++++ Extracted text

Listless Taylor retains title by edging lifeless Hopkins

LAS VEGAS -- If Bill Shakespeare had been writing about Saturday night's middleweight title fight between Jermain Taylor and Bernard Hopkins, it would have been much ado about nothing. It would have been a tempest in a teapot. All the threatening words from both sides leading up to it would have been seen to be nothing more than ''a tale told by an idiot, full of sound and fury, signifying nothing." In other words, it would have been a tragedy, which it was if you shelled out $44.95 to watch a two-step disguised as a fight.

Taylor could have been cast as Hamlet as he walked around the stage at the Mandalay Bay Events Center, for he seemed like a southern fried version of the Daunted Dane, a young man from Arkansas unsure of what to do or when to do it.

Hopkins, on the other hand, appeared much like the aged King Lear, an old lion unable to pull the trigger anymore when he needed to most and, hence, doomed to ultimate ruin.

++++++++

### Task objective
Reproduce the passage of the fight report from "LAS VEGAS -- If" up to and including "when to do it.", substituting "storm in a teacup" for "tempest in a teapot".

++++ Data

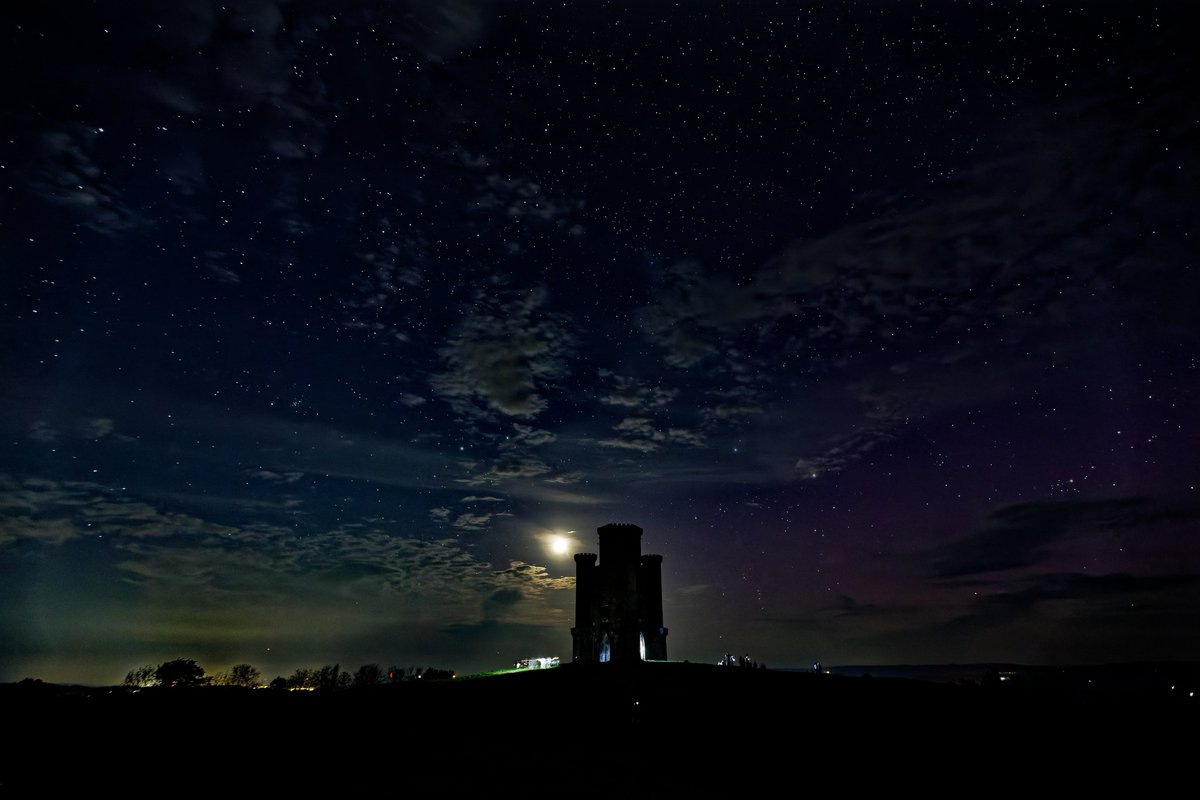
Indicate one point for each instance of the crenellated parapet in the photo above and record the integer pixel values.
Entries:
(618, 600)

++++++++
++++ Data

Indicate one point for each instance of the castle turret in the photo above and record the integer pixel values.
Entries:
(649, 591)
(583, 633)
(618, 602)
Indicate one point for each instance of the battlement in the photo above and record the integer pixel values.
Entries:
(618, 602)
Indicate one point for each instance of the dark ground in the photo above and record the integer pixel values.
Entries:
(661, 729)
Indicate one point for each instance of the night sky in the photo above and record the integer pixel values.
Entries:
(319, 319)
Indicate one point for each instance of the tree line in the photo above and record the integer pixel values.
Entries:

++++++++

### Output
LAS VEGAS -- If Bill Shakespeare had been writing about Saturday night's middleweight title fight between Jermain Taylor and Bernard Hopkins, it would have been much ado about nothing. It would have been a storm in a teacup. All the threatening words from both sides leading up to it would have been seen to be nothing more than ''a tale told by an idiot, full of sound and fury, signifying nothing." In other words, it would have been a tragedy, which it was if you shelled out $44.95 to watch a two-step disguised as a fight.

Taylor could have been cast as Hamlet as he walked around the stage at the Mandalay Bay Events Center, for he seemed like a southern fried version of the Daunted Dane, a young man from Arkansas unsure of what to do or when to do it.